### [DATA FOR THE TASK]
** Begin **

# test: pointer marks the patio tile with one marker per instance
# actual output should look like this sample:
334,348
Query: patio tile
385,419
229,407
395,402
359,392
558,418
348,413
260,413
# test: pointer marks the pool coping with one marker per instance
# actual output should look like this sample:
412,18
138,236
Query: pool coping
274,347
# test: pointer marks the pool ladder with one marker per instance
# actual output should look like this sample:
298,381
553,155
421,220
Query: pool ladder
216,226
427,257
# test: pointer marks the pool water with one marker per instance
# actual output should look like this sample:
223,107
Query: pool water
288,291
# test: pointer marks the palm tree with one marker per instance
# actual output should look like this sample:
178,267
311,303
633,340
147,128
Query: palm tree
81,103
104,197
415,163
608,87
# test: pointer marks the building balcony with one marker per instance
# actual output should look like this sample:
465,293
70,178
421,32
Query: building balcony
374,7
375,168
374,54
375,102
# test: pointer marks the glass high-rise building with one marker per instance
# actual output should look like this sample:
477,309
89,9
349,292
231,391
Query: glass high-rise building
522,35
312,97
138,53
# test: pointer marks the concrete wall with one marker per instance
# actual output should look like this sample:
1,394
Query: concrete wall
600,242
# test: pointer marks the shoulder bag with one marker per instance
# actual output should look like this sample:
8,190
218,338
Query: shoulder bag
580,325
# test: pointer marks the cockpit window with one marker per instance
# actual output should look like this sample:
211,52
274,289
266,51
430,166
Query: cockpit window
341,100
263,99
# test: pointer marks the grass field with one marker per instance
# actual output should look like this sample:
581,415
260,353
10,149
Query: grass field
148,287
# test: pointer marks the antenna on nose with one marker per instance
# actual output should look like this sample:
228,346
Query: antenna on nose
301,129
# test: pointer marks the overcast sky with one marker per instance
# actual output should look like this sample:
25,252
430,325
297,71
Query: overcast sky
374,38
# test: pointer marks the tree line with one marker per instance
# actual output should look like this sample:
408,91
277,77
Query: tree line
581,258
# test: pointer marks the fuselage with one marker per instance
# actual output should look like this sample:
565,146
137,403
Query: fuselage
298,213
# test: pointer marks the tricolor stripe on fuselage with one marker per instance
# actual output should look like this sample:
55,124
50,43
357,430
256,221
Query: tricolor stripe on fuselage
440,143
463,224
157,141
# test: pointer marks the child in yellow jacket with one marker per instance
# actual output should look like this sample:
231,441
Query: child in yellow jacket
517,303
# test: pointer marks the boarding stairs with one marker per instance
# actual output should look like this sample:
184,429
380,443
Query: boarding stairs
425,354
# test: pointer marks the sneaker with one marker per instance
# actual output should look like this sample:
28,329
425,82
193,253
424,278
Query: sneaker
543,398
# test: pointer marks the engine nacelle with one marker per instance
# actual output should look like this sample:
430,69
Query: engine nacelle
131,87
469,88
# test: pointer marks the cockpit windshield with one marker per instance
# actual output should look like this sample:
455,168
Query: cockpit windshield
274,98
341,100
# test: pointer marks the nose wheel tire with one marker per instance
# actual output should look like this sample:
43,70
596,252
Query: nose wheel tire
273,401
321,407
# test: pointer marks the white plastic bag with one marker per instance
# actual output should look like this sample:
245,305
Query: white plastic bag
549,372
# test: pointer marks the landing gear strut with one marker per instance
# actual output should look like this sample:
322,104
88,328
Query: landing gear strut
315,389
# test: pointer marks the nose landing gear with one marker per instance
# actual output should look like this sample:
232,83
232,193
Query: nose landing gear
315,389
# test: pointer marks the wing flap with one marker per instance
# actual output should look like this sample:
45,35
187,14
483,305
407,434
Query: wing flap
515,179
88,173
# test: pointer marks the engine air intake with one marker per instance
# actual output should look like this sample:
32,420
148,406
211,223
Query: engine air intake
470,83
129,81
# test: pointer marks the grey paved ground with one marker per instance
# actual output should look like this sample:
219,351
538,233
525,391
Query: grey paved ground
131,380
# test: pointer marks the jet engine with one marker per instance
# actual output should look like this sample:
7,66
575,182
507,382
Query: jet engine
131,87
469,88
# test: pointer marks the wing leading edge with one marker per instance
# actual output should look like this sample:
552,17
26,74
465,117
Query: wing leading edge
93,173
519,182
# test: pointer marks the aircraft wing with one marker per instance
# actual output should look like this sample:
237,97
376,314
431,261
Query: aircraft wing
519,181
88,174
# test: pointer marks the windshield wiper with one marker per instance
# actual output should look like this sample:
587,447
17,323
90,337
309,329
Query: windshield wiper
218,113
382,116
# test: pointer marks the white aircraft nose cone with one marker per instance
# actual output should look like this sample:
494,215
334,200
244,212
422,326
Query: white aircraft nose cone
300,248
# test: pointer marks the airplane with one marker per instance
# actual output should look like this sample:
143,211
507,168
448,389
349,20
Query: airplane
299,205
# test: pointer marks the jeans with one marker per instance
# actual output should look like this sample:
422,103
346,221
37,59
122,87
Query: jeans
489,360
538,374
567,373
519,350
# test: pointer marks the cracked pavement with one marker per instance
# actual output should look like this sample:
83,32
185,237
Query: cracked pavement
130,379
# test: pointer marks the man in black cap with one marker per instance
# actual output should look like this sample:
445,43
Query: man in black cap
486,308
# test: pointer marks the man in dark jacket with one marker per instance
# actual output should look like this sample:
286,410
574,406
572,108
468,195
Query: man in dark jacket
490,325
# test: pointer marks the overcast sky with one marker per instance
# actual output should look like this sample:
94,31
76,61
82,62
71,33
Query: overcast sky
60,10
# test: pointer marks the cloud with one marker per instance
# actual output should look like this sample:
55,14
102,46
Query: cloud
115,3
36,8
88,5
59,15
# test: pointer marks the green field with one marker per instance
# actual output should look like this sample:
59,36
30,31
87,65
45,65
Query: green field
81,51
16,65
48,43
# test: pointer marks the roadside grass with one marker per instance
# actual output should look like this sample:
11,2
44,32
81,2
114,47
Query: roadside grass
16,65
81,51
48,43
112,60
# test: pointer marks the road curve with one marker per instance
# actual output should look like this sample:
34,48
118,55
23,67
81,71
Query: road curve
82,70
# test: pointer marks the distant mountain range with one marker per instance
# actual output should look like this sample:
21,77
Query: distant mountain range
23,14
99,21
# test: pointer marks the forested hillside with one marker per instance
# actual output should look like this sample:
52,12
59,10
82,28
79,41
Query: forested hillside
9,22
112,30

** End **

Output every entry shown above, exactly.

### [RESPONSE FOR THIS EXERCISE]
# test: pointer marks the patio tile with one marker per instance
# actual output should look like this sample:
334,348
Query: patio tile
385,419
229,407
395,402
359,392
558,418
348,413
260,413
# test: pointer marks the pool coping with one marker per instance
# actual output should look like this sample:
412,18
138,236
Query: pool coping
274,347
# test: pointer marks the pool ladder with one marker per instance
# actual output should look like this sample:
298,381
553,155
421,220
Query: pool ladder
216,226
427,257
# test: pointer marks the pool water with one marker per instance
# actual output should look like this sample:
223,107
Query: pool water
288,291
# test: pointer marks the palm tree with one marker per instance
# actual output should look like this sample:
178,267
311,303
633,340
147,128
Query: palm tree
81,103
104,197
415,163
608,87
# test: pointer marks the building balcony with one marker per instance
# actual output should look like this sample:
465,293
70,178
421,32
Query: building balcony
374,7
375,168
374,54
375,102
# test: pointer marks the glass high-rise building with one marker per instance
# actual output should look like this sample:
477,309
89,9
349,292
231,391
Query: glass high-rise building
522,35
312,97
138,53
# test: pointer marks the concrete wall with one marker per instance
# actual output should look like this sample:
1,394
Query: concrete wall
600,242
# test: pointer marks the shoulder bag with one marker per instance
# actual output should look like this sample:
8,190
218,338
Query: shoulder bag
580,325
# test: pointer marks the cockpit window with one marker per instance
# actual output should look like this sample:
211,52
274,289
266,51
430,166
Query: cockpit window
341,100
263,99
# test: pointer marks the grass field with one marker per instance
# actual output should look like this sample:
581,415
260,353
10,149
Query: grass field
148,287
# test: pointer marks the antenna on nose with one marker per instance
# actual output should look like this sample:
228,346
Query: antenna on nose
301,129
# test: pointer marks the overcast sky with one marker per instance
# actual output should look like this sample:
25,252
430,325
297,71
Query: overcast sky
374,38
# test: pointer marks the tree line with one marker per instance
# actual output should look like this sample:
408,91
277,77
Query: tree line
581,258
# test: pointer marks the fuselage with one marker per instance
# actual output should look like this sample:
565,146
137,403
Query: fuselage
298,213
# test: pointer marks the tricolor stripe on fuselage with one marker per instance
# actual output should look like this sample:
55,124
50,43
357,430
256,221
Query: tricolor stripe on fuselage
440,143
463,224
157,141
# test: pointer marks the child in yellow jacket with one marker per instance
# actual output should look like this sample:
231,441
Query: child in yellow jacket
517,303
# test: pointer marks the boarding stairs with one marker per instance
# actual output should look like this sample:
184,429
380,443
Query: boarding stairs
425,354
# test: pointer marks the sneaker with one marker per instance
# actual output should look like this sample:
28,329
425,82
193,253
424,278
Query: sneaker
543,398
# test: pointer marks the engine nacelle with one marker per instance
# actual output should look like this sample:
430,69
Query: engine nacelle
131,87
469,88
# test: pointer marks the cockpit windshield with one marker per instance
# actual output should look like this sample:
455,168
Query: cockpit windshield
274,98
341,100
# test: pointer marks the nose wheel tire with one marker per instance
# actual output should look like this sample:
43,70
596,252
Query: nose wheel tire
273,401
321,407
# test: pointer marks the white plastic bag with one marker per instance
# actual output should look like this sample:
245,305
Query: white plastic bag
549,372
# test: pointer marks the landing gear strut with one marker per instance
# actual output should look like this sample:
322,104
88,328
Query: landing gear strut
315,389
# test: pointer marks the nose landing gear with one marker per instance
# actual output should look like this sample:
232,83
232,193
Query: nose landing gear
315,389
# test: pointer marks the wing flap with one marker per instance
# actual output should look like this sample:
45,35
187,14
483,305
407,434
Query: wing flap
515,179
88,173
# test: pointer marks the engine air intake with one marker per instance
# actual output should look like this sample:
32,420
148,406
211,223
Query: engine air intake
470,83
129,81
# test: pointer marks the grey paved ground with one marker per instance
# actual output should look like this sample:
219,351
538,233
525,391
Query: grey paved ground
131,380
# test: pointer marks the jet engine with one marker per instance
# actual output should look like this sample:
7,66
575,182
507,382
Query: jet engine
131,87
469,88
# test: pointer marks the wing leading edge with one marker per instance
# actual output should look like this sample:
552,17
26,74
465,117
Query: wing leading edge
93,173
519,182
# test: pointer marks the aircraft wing with one marker per instance
# actual output should look like this sample:
237,97
376,314
431,261
Query: aircraft wing
519,181
88,174
# test: pointer marks the windshield wiper with one marker per instance
# actual output should look like this sample:
587,447
17,323
90,337
309,329
Query: windshield wiper
218,113
382,116
# test: pointer marks the white aircraft nose cone with one marker per instance
# actual output should look like this sample:
494,215
334,200
244,212
422,326
Query: white aircraft nose cone
300,248
# test: pointer marks the airplane with one marker per instance
# actual output should look like this sample:
143,211
507,168
448,389
349,20
Query: airplane
299,205
# test: pointer marks the jeans with one marker per instance
# actual output should look like this sample:
422,103
346,221
37,59
122,87
Query: jeans
489,360
538,374
567,373
519,350
# test: pointer marks the cracked pavement with one marker per instance
# actual output should look like this sample:
83,32
185,237
Query: cracked pavement
130,379
# test: pointer marks the man in black cap with one marker per instance
# actual output should look like this sample:
445,43
Query: man in black cap
486,308
# test: pointer marks the man in dark jacket with one marker per instance
# actual output should look like this sample:
286,410
574,406
572,108
468,195
Query: man in dark jacket
490,325
# test: pointer marks the overcast sky with one marker per instance
# actual output should look like this sample:
94,31
76,61
82,62
71,33
Query: overcast sky
60,10
# test: pointer marks the cloud with one marker per instance
# actual output should look like this sample:
55,14
102,46
Query: cloud
115,3
36,8
88,5
59,15
# test: pointer marks the green field with one marker per instance
# actual output should look like this sample:
59,36
30,31
87,65
45,65
Query: green field
81,51
16,65
48,43
# test: pointer marks the roadside grass with one marker per instance
# actual output should look like this sample:
11,2
44,32
81,2
114,47
Query: roadside grass
16,65
81,51
48,43
112,60
# test: pointer marks the road curve with one marker per instance
# actual output should look like this sample:
34,48
118,55
23,67
81,71
Query: road curve
82,70
# test: pointer marks the distant mountain range with one marker per instance
# actual output should look like this sample:
21,77
Query: distant mountain range
23,14
99,21
# test: pointer marks the forested hillside with one marker per instance
# actual output should look like this sample:
52,12
59,10
82,28
79,41
Query: forested hillside
9,22
112,30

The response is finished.